▶ _Short task a_
Copy the rows word for word, everything from the line containing "Where can the gold" down through the final line of the rows.

▶ _Text extract_
━━━━━━━━━━━━━━━━

After two decades of significant growth in Whatcom County, resulting in a loss of open space and agricultural land, the Whatcom County Council requested in 1991 that the County Executive (Van Zanten) form a citizen group to explore strategies for the preservation of our natural heritage.  The County Executive appointed a geographically and philosophically diverse task force of individuals, chaired by Craig Cole.
After a year of meetings, involving the public and landowners, the task force delivered their recommendations on June 19, 1991.  Their report was called: ""Preserving a Way of Life": A Natural Heritage Plan for Whatcom County."   (Click here for plan -- 22 mb) The Whatcom County Council quickly passed a Resolution (91-044) endorsing the plan with minor modifications, including that the amount of bonded indebtedness be limited to what can be serviced by the Conservation Futures Levy. 
The Whatcom County Council began implementation by passing the Conservation Futures levy in 1992 (Ord1992-002).  The levy rate was set at the statutory level of 6.25 cents per $1,000 of assessed valuation.  The levy was used in the first three years to acquire Chuckanut Mountain Recreation Area and Squires Lake Park.
In 1995, following the last “Republican Revolution”, Whatcom County Councilmember Ward Nelson led the effort to repeal the Conservation Futures levy, saying that “people have made known their feelings that property taxation has reached a level that they no longer support.”   The ordinance (Ord95-056) was vetoed by Executive Van Zanten, citing the extensive public dialogue and broad support in developing the Natural Heritage Plan.

━━━━━━━━━━━━━━━━

▶ _Data to process_
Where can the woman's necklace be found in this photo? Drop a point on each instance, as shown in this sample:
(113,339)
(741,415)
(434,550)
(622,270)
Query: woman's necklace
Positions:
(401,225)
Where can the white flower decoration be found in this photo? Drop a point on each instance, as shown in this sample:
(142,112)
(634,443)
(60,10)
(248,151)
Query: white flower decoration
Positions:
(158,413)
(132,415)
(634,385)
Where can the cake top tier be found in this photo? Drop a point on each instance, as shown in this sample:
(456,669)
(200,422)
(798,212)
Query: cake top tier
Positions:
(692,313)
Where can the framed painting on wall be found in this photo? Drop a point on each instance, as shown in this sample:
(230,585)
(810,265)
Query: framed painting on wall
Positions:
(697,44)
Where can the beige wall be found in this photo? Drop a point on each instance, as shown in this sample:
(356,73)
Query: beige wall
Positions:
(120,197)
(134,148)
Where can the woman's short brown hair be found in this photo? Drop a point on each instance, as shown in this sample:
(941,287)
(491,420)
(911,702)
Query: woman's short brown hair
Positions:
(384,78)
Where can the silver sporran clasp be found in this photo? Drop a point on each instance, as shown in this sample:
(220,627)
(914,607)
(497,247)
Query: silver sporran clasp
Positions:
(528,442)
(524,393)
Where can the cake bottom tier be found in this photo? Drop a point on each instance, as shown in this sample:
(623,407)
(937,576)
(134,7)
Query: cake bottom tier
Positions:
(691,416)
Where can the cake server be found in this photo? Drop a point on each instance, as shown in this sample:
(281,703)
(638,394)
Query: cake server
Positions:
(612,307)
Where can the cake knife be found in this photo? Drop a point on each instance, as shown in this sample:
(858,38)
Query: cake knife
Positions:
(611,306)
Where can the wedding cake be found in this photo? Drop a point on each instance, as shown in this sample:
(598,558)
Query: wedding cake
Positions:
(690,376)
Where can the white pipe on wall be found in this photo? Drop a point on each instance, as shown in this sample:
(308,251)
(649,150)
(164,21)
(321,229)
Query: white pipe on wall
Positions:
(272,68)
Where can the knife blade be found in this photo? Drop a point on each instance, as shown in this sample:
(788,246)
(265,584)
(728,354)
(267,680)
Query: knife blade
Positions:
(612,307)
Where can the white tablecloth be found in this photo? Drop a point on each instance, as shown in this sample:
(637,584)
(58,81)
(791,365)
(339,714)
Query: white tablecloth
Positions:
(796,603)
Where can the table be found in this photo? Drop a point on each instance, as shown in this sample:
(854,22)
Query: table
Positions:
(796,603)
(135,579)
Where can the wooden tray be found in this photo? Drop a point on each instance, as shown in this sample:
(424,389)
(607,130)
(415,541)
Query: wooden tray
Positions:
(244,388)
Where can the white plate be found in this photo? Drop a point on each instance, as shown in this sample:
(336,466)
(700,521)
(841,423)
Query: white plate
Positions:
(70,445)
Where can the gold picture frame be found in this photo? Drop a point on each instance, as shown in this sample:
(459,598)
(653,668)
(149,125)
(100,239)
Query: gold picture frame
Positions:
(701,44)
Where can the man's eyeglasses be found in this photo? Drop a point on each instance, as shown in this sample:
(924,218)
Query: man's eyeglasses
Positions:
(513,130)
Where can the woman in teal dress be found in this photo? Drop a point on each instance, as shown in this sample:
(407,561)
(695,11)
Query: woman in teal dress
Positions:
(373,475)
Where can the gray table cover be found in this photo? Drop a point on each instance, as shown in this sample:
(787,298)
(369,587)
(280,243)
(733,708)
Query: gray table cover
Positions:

━━━━━━━━━━━━━━━━

▶ _Short task b_
Answer these questions on the Whatcom County conservation history text, one per line:
(i) Who chaired the task force appointed by the County Executive?
(ii) At what rate was the Conservation Futures levy set?
(iii) What was the number of the repeal ordinance that Executive Van Zanten vetoed?

▶ _Exercise result a_
Where can the gold picture frame be found in this photo? Drop a point on each instance, as shown in this sample:
(459,598)
(653,668)
(149,125)
(100,239)
Query: gold picture frame
Positions:
(701,44)
Where can the man's eyeglasses be found in this photo? Drop a point on each instance, as shown in this sample:
(924,218)
Query: man's eyeglasses
Positions:
(513,130)
Where can the woman in teal dress be found in this photo? Drop a point on each instance, as shown in this sample:
(407,561)
(695,11)
Query: woman in teal dress
Positions:
(373,475)
Where can the gray table cover be found in this photo? Drop a point on each instance, as shown in this sample:
(787,298)
(369,587)
(280,243)
(733,708)
Query: gray table cover
Positions:

▶ _Exercise result b_
(i) Craig Cole
(ii) 6.25 cents per $1,000 of assessed valuation
(iii) Ord95-056